(Data under study)
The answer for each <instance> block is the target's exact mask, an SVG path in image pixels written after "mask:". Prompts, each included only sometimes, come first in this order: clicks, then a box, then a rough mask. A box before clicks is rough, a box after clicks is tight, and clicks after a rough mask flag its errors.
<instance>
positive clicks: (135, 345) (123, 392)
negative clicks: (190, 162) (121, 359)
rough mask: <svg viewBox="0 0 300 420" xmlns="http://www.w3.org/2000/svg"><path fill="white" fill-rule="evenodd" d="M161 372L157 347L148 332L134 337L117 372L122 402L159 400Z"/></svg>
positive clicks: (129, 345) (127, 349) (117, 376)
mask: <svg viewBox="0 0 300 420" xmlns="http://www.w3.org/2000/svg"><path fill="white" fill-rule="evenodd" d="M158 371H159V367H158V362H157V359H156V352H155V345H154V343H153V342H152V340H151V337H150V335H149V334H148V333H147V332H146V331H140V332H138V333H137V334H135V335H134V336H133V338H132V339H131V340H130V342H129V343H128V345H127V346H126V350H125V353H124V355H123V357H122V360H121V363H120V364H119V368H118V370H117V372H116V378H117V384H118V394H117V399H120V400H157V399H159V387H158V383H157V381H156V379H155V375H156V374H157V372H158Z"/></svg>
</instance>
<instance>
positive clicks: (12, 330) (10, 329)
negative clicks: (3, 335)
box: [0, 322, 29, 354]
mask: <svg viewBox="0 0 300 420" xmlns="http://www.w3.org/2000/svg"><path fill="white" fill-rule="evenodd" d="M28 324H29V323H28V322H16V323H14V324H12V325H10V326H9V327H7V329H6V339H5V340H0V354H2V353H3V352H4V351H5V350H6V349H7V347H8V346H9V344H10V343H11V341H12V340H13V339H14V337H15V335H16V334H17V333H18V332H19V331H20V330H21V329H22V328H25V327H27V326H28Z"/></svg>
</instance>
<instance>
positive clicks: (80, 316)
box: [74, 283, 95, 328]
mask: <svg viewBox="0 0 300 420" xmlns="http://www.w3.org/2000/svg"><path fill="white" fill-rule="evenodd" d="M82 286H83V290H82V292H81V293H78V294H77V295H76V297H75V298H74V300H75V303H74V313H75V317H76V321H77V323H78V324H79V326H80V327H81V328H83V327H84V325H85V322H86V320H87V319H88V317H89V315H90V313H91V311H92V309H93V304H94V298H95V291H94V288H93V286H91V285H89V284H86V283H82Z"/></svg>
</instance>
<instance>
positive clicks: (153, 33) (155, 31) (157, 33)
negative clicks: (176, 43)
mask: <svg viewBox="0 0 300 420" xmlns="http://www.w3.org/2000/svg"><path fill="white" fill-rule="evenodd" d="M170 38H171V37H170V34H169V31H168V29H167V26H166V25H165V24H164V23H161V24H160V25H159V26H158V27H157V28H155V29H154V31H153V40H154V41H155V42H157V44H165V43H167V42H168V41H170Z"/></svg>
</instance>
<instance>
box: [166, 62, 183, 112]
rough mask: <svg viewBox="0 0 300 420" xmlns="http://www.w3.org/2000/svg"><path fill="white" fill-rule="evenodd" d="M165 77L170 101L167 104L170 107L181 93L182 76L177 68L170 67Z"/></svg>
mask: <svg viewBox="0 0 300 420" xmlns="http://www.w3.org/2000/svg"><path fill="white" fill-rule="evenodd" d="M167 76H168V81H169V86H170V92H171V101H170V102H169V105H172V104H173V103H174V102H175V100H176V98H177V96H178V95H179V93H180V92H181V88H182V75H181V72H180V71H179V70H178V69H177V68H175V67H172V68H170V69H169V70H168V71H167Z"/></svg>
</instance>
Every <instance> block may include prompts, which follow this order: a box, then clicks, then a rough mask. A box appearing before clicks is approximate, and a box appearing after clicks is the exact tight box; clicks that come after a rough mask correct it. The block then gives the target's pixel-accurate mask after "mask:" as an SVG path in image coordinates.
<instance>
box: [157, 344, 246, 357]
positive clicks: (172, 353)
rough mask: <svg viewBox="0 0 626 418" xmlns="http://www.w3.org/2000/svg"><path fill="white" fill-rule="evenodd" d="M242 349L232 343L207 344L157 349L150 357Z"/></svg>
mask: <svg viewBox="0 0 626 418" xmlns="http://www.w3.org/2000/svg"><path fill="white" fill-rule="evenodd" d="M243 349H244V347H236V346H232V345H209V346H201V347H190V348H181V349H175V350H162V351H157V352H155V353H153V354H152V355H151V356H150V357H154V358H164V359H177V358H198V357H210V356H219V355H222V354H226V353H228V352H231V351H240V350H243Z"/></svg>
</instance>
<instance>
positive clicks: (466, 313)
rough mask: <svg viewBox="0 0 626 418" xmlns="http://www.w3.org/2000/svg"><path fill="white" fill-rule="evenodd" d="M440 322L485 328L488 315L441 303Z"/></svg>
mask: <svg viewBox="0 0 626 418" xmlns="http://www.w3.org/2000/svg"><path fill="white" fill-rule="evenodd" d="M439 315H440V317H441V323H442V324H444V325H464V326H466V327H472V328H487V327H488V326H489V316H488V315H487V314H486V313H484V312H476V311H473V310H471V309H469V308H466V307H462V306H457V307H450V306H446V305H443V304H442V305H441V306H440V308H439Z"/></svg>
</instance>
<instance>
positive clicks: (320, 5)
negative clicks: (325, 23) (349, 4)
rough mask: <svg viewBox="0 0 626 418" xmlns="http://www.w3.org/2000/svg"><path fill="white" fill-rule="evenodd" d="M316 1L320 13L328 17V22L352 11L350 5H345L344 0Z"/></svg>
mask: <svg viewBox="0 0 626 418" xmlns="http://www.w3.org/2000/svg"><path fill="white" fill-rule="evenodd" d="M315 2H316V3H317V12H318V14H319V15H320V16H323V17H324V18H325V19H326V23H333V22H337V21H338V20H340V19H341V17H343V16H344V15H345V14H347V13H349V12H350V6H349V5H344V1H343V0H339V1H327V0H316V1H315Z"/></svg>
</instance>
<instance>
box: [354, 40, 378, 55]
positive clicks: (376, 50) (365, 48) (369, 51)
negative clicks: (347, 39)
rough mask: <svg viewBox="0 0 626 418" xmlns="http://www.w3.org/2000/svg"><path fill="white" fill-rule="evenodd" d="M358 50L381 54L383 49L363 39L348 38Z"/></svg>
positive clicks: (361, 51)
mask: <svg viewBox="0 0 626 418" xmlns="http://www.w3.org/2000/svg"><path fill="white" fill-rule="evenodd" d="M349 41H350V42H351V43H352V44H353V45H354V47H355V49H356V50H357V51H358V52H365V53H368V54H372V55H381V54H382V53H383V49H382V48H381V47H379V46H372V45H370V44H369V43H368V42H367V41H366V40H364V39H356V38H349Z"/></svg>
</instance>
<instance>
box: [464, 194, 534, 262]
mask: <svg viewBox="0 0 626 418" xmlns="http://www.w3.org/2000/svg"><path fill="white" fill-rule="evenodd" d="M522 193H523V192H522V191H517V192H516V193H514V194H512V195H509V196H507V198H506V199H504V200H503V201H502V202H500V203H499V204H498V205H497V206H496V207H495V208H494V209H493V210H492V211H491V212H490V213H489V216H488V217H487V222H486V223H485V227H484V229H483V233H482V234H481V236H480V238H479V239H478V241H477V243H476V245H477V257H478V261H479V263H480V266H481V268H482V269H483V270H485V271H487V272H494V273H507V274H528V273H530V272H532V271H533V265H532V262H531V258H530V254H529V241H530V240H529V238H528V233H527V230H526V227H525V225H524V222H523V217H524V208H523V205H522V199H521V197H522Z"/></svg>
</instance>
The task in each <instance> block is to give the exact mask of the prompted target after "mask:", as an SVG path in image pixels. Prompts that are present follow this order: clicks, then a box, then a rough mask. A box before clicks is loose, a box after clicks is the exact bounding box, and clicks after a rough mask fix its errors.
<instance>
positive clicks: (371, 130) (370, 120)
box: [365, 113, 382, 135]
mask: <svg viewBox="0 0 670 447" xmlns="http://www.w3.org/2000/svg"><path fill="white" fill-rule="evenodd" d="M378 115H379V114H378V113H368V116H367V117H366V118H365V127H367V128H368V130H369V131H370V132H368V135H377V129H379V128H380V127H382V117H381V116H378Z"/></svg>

(Exercise prompt)
Retype only the lines above between the line with "positive clicks: (153, 33)" and the line with "box: [166, 62, 183, 112]", counting those two lines as well, and keep every character as it is.

(Answer to the exercise)
positive clicks: (153, 33) (155, 31) (157, 33)
negative clicks: (176, 43)
mask: <svg viewBox="0 0 300 420" xmlns="http://www.w3.org/2000/svg"><path fill="white" fill-rule="evenodd" d="M170 38H171V37H170V34H169V31H168V29H167V26H166V25H165V24H164V23H161V24H160V25H159V26H158V27H157V28H155V29H154V31H153V40H154V41H155V42H157V44H165V43H167V42H168V41H170Z"/></svg>
</instance>
<instance>
box: [166, 62, 183, 112]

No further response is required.